What you are asked to do: Report every line of the entries that contains the word "below".

[Referring expression pointing data]
______________________________
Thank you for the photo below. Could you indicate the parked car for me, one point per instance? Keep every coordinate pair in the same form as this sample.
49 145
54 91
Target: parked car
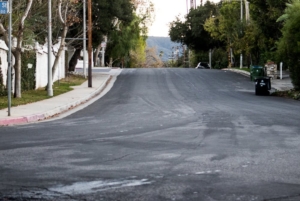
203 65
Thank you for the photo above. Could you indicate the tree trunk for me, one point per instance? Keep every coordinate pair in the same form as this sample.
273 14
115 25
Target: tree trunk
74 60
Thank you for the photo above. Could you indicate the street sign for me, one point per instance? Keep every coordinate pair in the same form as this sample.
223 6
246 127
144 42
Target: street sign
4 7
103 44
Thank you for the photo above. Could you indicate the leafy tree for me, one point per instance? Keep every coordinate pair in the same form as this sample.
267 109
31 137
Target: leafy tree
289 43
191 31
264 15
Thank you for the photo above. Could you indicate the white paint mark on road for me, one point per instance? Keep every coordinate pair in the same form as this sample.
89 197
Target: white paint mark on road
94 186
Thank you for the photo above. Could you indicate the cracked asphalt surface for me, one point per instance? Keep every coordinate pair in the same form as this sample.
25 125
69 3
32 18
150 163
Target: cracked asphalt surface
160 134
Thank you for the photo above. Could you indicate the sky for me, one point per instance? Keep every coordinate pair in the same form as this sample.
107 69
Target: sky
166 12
______________________________
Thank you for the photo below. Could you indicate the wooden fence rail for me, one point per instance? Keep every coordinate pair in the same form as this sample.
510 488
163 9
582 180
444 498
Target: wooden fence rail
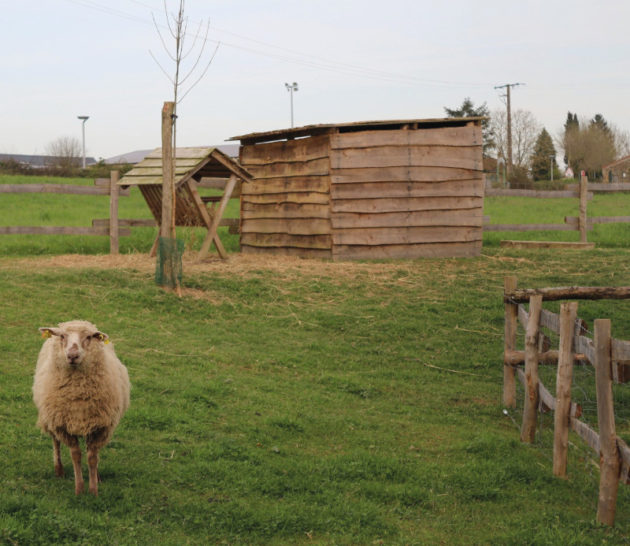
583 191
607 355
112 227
______________________________
Answer:
Thank you for the photo below. Could you indicate the parked car for me, one point per instance? Keep every coordinate pair in the same form as this sample.
Thank you for the photo below. Could you indicate the wooden fence rail for me, one point per instance? Keep every coordinate pair in the same form as this sample.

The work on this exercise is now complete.